▶ [What is asked]
Could you rewrite the rows from the line with "the photo below" to the line with "column 525, row 149", changing "floral dress" to "printed dress" and keeping everything else the same? Leave the pictures out of your answer.

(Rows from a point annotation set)
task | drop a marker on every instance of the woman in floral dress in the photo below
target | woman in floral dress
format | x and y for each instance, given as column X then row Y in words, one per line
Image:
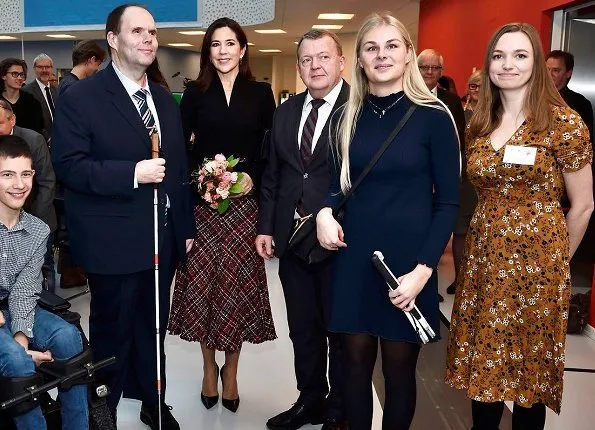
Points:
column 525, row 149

* * *

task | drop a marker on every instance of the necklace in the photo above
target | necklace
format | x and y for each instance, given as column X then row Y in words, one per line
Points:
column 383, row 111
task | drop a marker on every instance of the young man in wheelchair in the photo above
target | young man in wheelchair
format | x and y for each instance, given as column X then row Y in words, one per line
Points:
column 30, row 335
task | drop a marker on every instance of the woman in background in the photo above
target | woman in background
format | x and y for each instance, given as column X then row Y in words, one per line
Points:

▶ [Solution below]
task | drop a marker on every instance of the woman in printed dress in the photo below
target | woman in printed dress
format | x and y for each instance, given as column X then row Y in words, one per line
Image:
Points:
column 525, row 149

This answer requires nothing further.